That’s where the positives end. It seems as though the Avs have gotten completely in the Flames’ heads: they were easily burned by them in Game 3, so they focused on shutting them down in Game 4. Unfortunately, while working to shut them down, they neglected to actually try to score themselves.
As the game went on, that structure loosened up, and everything devolved into chaos. Or, rather, chaos from the Flames’ point of view, because the Avalanche seemed to know what they were doing. They were consistently the more dangerous team, that earlier structure turning into “eh, Mike Smith will handle it,” with no real visible payoff for the Flames themselves.
Sure, the Flames led for most of the game, and even briefly had a two-goal lead in the third period, but right when that earlier defensive structure really would have helped them, they let the Avalanche dictate everything. That resulted in the game being tied with mere minutes to go and, just like in Game 2, set the Avalanche – the better team all night – up for the win.
The Flames aren’t dead yet, and they made real progression in this game. But after seeing how the first four have gone, expecting them to win three in a row might be a tall order. Sure, things would be different if they could have held on in Games 2 and 4, but the poor play would have still been there, and has been for most of these playoffs.
A number one seed shouldn’t be letting a number eight seed dictate the series to them, and yet here we are.
The good news
Smith. Doesn’t really need elaborating at this point. He’s the main reason they won Game 1 and is the main reason Games 2 and 4 were even winnable to begin with.

######

**Written request 1**
In the listing below, quote verbatim everything from the line containing "Task: where can the wooden" down to the line containing "x=363, y=129", both lines included, and nothing else.

######

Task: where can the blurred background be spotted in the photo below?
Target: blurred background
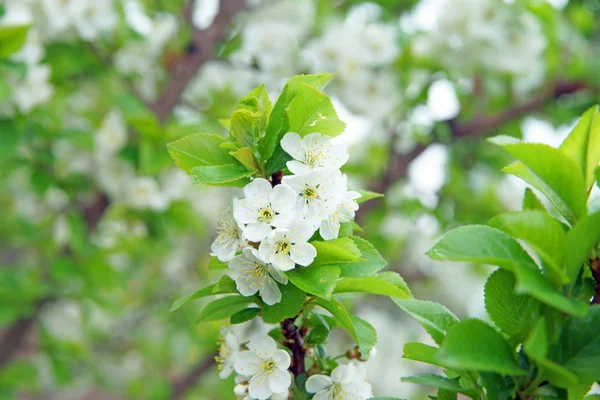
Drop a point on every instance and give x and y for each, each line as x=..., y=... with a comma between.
x=99, y=233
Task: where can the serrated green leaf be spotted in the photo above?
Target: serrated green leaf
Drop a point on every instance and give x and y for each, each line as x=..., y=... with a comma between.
x=224, y=286
x=583, y=144
x=227, y=174
x=312, y=111
x=580, y=241
x=509, y=310
x=441, y=382
x=243, y=316
x=317, y=280
x=361, y=331
x=292, y=301
x=554, y=174
x=543, y=233
x=199, y=149
x=224, y=308
x=386, y=284
x=434, y=317
x=474, y=345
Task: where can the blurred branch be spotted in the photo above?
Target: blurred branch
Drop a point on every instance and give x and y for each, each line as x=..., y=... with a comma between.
x=397, y=167
x=186, y=382
x=199, y=50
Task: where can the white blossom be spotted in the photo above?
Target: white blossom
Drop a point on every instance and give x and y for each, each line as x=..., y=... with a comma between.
x=313, y=151
x=264, y=207
x=286, y=247
x=266, y=366
x=347, y=382
x=252, y=275
x=345, y=211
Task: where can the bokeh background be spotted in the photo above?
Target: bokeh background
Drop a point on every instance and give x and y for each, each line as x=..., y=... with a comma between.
x=99, y=233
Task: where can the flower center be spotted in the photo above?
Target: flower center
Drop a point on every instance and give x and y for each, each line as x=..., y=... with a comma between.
x=265, y=214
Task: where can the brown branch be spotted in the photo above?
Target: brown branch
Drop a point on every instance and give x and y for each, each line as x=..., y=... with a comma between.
x=397, y=167
x=182, y=385
x=200, y=50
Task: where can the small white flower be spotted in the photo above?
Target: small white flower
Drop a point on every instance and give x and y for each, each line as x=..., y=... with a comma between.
x=266, y=366
x=313, y=151
x=229, y=348
x=264, y=207
x=330, y=227
x=228, y=240
x=347, y=382
x=319, y=193
x=252, y=275
x=286, y=247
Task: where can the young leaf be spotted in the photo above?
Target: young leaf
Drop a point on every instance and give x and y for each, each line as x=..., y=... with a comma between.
x=553, y=173
x=434, y=317
x=583, y=144
x=442, y=383
x=317, y=280
x=580, y=241
x=361, y=331
x=387, y=284
x=542, y=232
x=232, y=174
x=474, y=345
x=536, y=348
x=199, y=149
x=292, y=301
x=374, y=262
x=509, y=310
x=224, y=308
x=312, y=111
x=225, y=285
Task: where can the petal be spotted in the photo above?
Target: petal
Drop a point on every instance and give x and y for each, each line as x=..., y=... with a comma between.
x=256, y=232
x=247, y=363
x=279, y=380
x=292, y=144
x=263, y=345
x=270, y=292
x=316, y=383
x=303, y=253
x=259, y=387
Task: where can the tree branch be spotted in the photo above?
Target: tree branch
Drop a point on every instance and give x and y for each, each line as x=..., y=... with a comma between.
x=397, y=167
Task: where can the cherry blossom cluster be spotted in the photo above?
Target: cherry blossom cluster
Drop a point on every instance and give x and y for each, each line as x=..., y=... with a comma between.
x=271, y=226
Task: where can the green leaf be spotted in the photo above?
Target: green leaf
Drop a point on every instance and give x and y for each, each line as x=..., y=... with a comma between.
x=580, y=241
x=317, y=280
x=243, y=316
x=474, y=345
x=442, y=383
x=292, y=301
x=224, y=308
x=367, y=195
x=199, y=149
x=509, y=310
x=542, y=232
x=356, y=269
x=361, y=331
x=583, y=144
x=434, y=317
x=225, y=285
x=335, y=251
x=536, y=348
x=221, y=174
x=12, y=38
x=554, y=174
x=531, y=201
x=312, y=111
x=278, y=121
x=386, y=284
x=580, y=345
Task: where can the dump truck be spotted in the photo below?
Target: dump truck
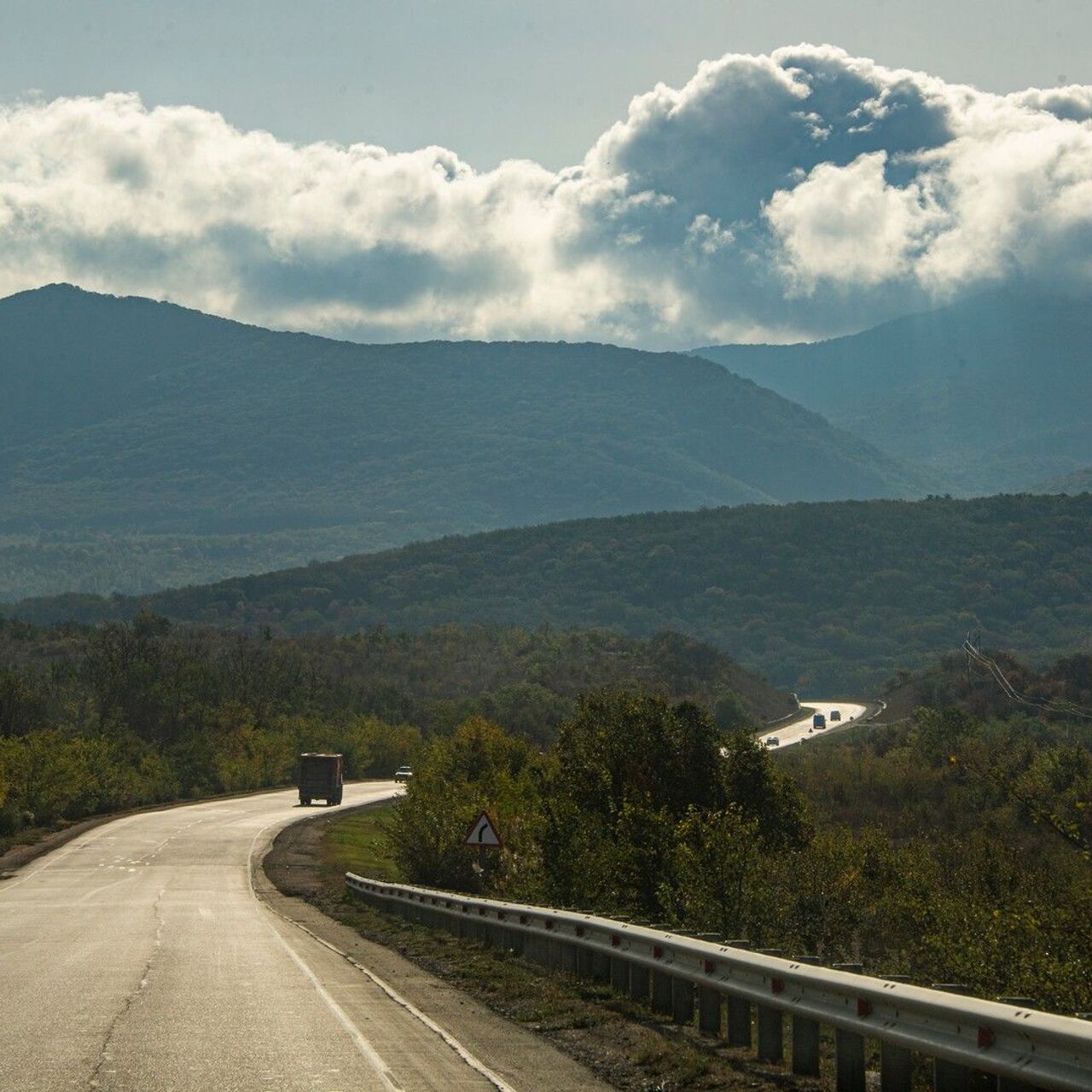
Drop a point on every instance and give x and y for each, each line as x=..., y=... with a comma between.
x=320, y=778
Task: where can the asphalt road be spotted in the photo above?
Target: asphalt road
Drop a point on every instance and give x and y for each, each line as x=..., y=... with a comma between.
x=799, y=730
x=139, y=958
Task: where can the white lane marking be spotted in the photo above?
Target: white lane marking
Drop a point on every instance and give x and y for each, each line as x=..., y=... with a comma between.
x=471, y=1060
x=367, y=1051
x=495, y=1079
x=77, y=843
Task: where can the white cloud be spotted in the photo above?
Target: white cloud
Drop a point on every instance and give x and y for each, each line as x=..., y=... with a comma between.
x=807, y=191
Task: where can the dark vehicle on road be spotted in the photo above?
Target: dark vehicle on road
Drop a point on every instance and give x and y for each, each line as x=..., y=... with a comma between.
x=320, y=778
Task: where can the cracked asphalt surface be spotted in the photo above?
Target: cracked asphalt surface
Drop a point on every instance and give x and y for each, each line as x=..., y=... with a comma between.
x=139, y=958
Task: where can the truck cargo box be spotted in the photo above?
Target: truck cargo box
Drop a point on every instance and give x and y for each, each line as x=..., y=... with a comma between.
x=320, y=778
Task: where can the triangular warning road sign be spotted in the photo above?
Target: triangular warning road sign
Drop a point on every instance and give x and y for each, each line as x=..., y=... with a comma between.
x=483, y=833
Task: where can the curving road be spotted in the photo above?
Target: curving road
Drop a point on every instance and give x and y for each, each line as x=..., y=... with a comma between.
x=139, y=958
x=799, y=730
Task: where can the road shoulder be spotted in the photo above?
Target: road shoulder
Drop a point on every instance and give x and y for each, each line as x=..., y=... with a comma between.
x=525, y=1060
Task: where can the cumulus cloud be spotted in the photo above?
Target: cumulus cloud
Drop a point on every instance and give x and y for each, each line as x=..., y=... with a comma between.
x=793, y=195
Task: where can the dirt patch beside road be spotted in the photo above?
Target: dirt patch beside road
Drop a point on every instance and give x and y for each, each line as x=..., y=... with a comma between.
x=587, y=1028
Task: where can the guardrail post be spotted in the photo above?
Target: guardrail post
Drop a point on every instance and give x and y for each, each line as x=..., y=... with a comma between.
x=619, y=972
x=771, y=1024
x=849, y=1049
x=1011, y=1083
x=639, y=984
x=897, y=1063
x=709, y=1010
x=950, y=1076
x=584, y=959
x=738, y=1010
x=570, y=958
x=682, y=1001
x=806, y=1037
x=601, y=967
x=662, y=994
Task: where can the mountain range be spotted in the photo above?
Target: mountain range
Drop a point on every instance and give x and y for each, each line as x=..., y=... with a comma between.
x=990, y=394
x=143, y=444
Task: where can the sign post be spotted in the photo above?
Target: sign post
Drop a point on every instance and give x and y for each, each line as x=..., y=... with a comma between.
x=483, y=835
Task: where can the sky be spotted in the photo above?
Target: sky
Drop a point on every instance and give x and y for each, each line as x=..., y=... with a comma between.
x=661, y=175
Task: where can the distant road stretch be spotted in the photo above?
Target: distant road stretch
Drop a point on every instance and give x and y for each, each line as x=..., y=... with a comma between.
x=799, y=730
x=137, y=958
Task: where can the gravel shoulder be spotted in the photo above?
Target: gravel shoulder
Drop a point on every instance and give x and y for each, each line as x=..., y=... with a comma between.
x=562, y=1033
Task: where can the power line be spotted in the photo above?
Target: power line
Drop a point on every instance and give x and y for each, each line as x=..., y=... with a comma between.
x=1051, y=706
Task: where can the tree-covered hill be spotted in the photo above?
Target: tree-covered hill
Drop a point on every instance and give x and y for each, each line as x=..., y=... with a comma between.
x=96, y=718
x=817, y=596
x=143, y=444
x=993, y=392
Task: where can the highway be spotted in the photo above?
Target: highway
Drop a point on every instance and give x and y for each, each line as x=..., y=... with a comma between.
x=137, y=956
x=799, y=729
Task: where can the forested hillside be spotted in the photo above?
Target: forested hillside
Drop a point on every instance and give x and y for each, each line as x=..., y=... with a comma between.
x=946, y=847
x=100, y=718
x=817, y=596
x=991, y=393
x=143, y=444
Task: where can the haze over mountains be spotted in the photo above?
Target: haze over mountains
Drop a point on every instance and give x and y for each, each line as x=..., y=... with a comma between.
x=145, y=444
x=994, y=393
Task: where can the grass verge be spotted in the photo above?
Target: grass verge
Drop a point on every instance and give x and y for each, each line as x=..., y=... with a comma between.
x=623, y=1042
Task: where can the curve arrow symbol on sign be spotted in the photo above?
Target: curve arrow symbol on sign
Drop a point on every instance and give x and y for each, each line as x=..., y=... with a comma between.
x=483, y=833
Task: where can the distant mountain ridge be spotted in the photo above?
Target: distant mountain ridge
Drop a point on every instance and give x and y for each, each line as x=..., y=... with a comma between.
x=994, y=393
x=128, y=418
x=831, y=596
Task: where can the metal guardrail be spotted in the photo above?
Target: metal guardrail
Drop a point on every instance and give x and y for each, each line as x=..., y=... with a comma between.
x=682, y=976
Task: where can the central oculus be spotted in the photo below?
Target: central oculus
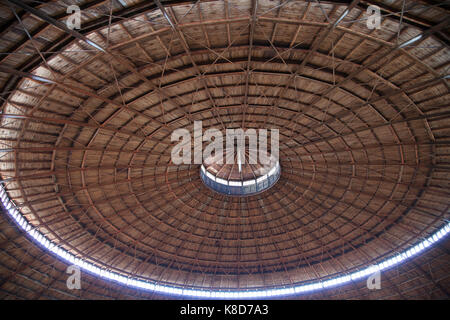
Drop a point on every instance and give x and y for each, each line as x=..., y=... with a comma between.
x=244, y=177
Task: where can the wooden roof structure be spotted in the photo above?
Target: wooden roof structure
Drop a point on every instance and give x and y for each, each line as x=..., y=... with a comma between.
x=87, y=115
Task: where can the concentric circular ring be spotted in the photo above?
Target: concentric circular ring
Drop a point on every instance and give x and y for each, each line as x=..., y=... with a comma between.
x=363, y=129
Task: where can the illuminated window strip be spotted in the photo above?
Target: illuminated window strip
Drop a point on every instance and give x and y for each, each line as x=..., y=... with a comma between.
x=147, y=285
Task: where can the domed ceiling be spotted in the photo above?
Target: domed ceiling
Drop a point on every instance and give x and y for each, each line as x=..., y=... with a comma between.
x=362, y=115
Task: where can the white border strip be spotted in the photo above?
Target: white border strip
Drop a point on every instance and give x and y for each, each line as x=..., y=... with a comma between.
x=202, y=293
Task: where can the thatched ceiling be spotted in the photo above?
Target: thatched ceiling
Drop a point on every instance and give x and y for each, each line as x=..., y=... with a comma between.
x=364, y=135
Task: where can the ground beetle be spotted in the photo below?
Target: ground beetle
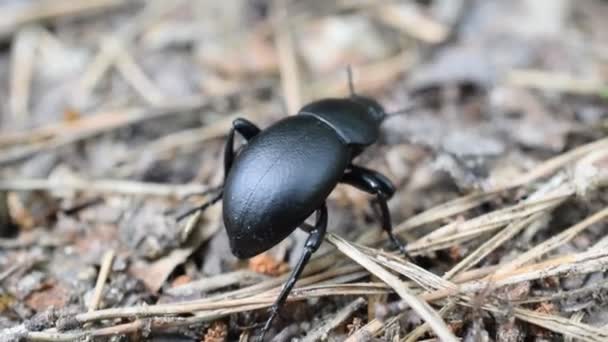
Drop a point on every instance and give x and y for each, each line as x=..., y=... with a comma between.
x=286, y=172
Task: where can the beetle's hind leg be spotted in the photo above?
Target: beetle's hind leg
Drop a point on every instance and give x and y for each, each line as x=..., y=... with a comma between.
x=315, y=237
x=377, y=184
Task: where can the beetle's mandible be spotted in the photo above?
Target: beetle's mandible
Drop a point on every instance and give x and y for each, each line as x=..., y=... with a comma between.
x=285, y=173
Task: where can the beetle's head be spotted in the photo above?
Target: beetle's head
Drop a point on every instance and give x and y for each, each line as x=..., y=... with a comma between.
x=374, y=109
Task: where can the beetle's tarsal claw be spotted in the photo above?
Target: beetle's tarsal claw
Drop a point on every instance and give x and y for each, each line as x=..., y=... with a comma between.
x=273, y=314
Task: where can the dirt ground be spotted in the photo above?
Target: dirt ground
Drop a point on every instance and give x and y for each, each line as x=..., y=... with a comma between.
x=113, y=119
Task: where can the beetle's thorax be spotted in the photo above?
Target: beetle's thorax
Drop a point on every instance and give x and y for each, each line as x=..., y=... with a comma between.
x=356, y=119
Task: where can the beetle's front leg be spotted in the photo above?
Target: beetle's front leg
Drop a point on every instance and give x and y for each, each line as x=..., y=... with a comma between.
x=312, y=244
x=377, y=184
x=245, y=128
x=248, y=130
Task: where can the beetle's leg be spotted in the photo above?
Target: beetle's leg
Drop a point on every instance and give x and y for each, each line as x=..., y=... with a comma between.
x=377, y=184
x=245, y=128
x=312, y=244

######

**Written request 2**
Print everything from "The good news" down to "to begin with." in the playoff commentary above, reproducing the wording without any change.

**Full output 1**
Task: where can the wooden roof structure be spotted in the photo above?
Target: wooden roof structure
Drop a point on every instance and give x and y for each, each line as x=..., y=... with a comma between.
x=87, y=115
Task: where can the concentric circular ring be spotted in the photo above?
Target: concentric circular ring
Drop a point on every instance and give x and y for each, each line as x=..., y=... with a comma between.
x=363, y=129

**Full output 2**
The good news
Smith. Doesn’t really need elaborating at this point. He’s the main reason they won Game 1 and is the main reason Games 2 and 4 were even winnable to begin with.